== Segment start ==

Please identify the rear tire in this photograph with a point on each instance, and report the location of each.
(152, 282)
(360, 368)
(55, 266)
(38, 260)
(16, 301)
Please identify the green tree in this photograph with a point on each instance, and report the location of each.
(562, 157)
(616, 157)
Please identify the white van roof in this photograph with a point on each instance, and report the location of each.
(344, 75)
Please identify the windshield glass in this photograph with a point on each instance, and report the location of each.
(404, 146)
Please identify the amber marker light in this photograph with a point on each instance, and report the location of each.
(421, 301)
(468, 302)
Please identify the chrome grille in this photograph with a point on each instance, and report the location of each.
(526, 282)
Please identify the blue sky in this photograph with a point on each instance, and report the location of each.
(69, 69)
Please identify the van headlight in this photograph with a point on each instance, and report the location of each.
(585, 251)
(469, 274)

== Segment end ==

- **PROBLEM DETAILS**
Exactly reproduce the material above.

- **SOLUTION FOR THIS TASK**
Please identify the rear tire in this photograph with a point on each instance, and report the location of each.
(152, 282)
(360, 368)
(55, 266)
(38, 260)
(16, 301)
Please identify the green tree in this photograph with a point on each instance, and report the location of each.
(562, 157)
(616, 157)
Please identify the white van roof in this photograph with a point on each instance, and report the location of each.
(344, 75)
Please identify the windshield glass in this photograph with a point on each instance, and report the location of each.
(404, 146)
Please identify the amber marker light in this photograph with a point on each instance, and report the location of each.
(421, 301)
(468, 302)
Please identify the chrome grille in this photograph with a point on each instance, and report the location of each.
(526, 282)
Please identify the blue sky in this photograph with a point on each instance, and report the location of each.
(69, 69)
Please identify the van headlight in this photograph with a point on each instance, and report the location of each.
(585, 251)
(469, 274)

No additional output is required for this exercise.